+++ Records shown

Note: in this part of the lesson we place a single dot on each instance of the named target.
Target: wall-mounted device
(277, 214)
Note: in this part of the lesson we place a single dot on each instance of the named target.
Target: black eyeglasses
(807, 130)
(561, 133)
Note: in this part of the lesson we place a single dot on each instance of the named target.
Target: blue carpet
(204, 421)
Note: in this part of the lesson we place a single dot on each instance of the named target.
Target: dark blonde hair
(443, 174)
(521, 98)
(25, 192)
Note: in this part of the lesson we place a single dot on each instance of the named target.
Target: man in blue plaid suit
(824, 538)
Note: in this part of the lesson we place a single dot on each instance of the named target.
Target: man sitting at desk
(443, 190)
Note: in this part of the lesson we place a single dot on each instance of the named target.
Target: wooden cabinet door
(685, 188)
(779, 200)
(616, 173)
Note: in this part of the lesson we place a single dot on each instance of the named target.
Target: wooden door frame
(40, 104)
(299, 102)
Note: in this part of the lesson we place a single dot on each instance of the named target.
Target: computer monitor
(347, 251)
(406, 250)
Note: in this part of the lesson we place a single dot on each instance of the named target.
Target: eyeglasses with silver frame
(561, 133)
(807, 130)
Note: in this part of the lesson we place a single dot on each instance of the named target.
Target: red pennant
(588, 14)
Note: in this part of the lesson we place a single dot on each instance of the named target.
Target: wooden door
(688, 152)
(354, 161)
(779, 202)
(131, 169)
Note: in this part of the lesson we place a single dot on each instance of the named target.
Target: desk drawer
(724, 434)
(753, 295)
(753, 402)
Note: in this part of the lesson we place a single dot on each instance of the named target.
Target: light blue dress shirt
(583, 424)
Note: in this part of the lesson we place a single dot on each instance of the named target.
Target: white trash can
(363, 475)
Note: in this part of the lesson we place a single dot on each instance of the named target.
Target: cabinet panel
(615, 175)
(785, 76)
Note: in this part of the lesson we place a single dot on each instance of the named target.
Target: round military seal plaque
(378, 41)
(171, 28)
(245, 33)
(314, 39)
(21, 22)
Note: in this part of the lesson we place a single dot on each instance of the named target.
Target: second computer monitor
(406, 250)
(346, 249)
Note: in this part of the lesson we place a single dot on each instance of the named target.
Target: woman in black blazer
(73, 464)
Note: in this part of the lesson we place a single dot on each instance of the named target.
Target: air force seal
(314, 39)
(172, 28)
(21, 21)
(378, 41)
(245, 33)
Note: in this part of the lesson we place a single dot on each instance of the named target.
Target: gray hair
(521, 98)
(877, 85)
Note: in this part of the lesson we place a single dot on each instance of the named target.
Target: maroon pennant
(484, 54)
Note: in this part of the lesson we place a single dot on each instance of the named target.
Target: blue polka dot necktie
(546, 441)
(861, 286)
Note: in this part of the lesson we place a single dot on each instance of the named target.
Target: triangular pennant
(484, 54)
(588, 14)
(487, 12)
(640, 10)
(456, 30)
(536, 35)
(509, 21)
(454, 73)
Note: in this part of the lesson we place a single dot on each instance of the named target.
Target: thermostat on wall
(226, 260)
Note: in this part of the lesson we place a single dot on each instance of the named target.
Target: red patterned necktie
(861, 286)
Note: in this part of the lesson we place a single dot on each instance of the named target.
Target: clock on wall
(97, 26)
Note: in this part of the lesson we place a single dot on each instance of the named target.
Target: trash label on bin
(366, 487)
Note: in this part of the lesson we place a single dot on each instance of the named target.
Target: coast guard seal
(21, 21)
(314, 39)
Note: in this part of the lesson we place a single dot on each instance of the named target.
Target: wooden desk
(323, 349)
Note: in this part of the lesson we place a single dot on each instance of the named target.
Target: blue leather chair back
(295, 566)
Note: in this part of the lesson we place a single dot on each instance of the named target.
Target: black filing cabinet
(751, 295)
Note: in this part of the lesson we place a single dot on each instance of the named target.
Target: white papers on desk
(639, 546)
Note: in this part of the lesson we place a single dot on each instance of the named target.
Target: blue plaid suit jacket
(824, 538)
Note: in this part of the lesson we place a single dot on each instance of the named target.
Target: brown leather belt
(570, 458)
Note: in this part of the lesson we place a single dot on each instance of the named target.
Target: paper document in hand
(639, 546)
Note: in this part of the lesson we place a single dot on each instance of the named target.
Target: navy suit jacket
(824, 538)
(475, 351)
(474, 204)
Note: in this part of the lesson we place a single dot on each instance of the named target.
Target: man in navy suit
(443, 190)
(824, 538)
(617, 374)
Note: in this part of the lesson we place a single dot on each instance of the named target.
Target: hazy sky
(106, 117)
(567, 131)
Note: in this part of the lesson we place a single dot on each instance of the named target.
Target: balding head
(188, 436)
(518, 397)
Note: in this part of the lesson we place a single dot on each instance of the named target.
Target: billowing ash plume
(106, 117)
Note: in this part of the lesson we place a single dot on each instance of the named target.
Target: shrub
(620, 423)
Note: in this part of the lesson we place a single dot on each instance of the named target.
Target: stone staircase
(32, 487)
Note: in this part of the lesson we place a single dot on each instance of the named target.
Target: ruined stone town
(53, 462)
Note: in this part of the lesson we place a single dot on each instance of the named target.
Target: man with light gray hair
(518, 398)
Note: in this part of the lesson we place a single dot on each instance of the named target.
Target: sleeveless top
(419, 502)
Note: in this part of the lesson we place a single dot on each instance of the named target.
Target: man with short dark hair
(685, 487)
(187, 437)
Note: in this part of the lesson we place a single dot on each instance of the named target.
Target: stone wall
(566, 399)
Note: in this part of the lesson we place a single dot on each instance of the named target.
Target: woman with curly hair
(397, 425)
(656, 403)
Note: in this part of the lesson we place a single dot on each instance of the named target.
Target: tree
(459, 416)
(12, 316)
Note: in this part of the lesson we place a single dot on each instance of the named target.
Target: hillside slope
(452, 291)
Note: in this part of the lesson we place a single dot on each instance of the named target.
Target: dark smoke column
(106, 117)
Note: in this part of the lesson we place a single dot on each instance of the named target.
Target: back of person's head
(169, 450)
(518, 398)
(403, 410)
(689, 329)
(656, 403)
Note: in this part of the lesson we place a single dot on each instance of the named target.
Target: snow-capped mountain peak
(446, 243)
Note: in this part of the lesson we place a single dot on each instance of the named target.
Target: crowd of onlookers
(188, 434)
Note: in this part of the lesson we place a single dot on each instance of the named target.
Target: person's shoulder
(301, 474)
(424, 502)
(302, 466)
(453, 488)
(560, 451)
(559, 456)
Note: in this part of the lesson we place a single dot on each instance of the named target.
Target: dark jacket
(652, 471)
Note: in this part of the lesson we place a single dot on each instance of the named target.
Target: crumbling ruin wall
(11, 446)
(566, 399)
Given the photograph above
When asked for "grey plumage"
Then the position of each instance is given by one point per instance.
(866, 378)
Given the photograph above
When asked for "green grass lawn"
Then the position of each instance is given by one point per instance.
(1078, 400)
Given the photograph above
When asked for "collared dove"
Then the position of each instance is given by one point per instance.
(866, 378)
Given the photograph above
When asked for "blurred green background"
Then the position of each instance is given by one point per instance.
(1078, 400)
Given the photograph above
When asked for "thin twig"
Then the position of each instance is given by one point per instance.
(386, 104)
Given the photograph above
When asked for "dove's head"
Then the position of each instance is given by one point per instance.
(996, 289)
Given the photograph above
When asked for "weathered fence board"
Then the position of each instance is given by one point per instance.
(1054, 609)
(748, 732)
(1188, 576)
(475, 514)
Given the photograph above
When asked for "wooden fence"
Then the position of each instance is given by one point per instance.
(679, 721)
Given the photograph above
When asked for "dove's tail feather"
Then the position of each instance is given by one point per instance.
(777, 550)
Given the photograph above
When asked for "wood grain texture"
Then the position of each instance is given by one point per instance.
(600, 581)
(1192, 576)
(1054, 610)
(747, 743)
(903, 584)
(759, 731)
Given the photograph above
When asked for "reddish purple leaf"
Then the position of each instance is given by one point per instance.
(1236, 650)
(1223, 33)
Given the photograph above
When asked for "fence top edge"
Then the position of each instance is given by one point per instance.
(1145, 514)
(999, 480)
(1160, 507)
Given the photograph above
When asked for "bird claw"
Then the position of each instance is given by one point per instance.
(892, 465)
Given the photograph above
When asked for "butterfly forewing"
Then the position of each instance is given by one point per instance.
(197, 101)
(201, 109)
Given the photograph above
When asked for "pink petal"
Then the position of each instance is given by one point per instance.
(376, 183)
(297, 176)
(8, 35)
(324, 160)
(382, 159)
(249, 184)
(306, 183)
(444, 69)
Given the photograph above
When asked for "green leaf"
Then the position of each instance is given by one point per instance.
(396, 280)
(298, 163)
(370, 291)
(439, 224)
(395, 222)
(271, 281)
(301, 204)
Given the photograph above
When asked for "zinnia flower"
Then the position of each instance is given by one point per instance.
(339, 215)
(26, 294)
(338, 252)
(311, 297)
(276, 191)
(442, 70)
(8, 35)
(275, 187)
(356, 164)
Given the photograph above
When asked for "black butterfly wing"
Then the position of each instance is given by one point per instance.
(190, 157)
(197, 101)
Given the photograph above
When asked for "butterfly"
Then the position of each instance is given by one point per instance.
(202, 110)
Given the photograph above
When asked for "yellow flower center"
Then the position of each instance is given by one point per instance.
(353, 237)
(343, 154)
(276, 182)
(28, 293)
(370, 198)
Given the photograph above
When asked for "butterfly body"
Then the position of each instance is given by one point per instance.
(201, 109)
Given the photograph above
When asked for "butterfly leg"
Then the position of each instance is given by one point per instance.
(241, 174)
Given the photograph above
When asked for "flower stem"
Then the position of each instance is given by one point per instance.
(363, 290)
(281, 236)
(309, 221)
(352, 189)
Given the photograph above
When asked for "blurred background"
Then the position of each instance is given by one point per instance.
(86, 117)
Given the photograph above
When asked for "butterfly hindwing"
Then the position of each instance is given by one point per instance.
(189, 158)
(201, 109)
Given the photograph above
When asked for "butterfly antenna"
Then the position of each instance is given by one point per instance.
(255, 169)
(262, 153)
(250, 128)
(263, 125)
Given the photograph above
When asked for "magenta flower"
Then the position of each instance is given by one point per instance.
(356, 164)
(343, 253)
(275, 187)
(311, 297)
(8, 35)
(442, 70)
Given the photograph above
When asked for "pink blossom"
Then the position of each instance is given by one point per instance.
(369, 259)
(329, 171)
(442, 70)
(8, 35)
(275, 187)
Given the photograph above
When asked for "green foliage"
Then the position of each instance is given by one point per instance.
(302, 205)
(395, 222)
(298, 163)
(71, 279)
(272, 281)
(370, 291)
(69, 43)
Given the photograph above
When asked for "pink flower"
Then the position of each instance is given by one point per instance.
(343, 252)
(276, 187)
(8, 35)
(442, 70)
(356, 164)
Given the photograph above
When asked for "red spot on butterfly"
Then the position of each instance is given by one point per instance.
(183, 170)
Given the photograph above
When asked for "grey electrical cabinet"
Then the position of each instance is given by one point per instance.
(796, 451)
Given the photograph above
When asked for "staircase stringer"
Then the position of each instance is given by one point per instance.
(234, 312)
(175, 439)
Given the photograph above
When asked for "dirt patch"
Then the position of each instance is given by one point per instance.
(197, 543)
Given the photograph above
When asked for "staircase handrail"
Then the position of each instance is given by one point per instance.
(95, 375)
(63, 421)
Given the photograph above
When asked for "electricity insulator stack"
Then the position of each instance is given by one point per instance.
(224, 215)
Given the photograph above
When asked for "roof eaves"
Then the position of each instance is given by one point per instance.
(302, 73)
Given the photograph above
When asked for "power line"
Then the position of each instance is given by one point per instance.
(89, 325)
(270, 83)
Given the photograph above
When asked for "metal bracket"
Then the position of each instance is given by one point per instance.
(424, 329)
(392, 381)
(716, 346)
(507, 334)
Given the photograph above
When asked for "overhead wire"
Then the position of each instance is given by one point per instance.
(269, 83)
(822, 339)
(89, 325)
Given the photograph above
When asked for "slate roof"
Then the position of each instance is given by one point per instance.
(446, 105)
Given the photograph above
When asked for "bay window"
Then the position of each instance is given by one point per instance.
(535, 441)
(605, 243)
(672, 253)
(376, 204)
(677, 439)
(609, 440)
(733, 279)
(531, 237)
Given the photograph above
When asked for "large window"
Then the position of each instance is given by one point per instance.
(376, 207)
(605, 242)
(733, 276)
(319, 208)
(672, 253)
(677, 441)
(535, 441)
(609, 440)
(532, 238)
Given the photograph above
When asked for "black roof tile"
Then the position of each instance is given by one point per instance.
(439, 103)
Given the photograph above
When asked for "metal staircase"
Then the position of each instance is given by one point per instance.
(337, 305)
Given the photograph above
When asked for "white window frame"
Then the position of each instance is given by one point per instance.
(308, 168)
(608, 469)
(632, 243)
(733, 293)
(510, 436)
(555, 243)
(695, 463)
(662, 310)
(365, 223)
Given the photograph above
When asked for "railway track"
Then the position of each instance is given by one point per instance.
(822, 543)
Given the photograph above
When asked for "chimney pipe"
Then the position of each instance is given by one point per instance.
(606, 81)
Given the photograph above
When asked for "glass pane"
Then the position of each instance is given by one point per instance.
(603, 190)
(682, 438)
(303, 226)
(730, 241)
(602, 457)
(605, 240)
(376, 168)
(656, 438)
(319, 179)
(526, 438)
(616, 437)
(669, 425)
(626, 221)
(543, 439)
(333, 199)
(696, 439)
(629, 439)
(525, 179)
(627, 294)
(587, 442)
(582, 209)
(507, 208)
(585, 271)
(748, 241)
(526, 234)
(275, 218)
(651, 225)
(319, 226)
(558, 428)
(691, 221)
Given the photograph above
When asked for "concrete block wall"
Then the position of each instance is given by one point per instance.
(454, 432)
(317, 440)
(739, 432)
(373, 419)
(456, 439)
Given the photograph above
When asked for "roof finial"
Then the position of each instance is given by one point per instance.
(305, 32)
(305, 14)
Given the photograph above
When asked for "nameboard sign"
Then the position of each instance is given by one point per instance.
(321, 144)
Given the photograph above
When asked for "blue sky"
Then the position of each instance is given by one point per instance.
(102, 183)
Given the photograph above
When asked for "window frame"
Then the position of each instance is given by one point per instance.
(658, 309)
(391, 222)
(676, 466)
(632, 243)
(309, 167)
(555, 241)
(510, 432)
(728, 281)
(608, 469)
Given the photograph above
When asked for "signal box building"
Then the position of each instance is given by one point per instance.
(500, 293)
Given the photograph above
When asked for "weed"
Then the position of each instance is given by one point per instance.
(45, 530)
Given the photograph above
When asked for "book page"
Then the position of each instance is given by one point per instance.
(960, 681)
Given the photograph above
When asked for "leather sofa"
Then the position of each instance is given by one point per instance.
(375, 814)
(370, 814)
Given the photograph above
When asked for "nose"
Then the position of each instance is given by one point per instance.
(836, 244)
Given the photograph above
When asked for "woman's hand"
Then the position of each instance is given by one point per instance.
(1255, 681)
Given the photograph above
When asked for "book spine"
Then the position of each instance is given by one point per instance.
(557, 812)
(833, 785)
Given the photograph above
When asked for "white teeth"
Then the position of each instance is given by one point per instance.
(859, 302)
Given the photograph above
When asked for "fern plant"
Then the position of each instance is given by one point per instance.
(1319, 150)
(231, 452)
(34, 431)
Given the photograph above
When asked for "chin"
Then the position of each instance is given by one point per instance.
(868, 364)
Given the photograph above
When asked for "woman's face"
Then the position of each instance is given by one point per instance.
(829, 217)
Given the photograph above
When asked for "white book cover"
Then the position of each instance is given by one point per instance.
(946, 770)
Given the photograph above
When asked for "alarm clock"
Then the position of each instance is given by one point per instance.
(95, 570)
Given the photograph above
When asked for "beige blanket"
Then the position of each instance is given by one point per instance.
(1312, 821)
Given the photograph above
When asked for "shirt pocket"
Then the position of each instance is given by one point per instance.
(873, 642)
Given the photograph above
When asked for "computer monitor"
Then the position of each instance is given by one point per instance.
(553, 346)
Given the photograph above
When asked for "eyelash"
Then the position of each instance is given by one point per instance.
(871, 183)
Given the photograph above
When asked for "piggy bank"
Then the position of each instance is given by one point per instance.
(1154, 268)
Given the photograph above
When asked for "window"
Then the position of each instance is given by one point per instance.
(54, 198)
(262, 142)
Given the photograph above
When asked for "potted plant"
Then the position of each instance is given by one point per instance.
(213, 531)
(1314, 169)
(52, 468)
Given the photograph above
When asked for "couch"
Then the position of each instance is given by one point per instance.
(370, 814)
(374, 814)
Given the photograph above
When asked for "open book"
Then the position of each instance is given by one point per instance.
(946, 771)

++++++

**Problem to solve**
Gather every line of the items above that contains the word "blurred". Copy each of those lines in full.

**Answer to this task**
When asked for "blurred green background"
When asked for "blurred background"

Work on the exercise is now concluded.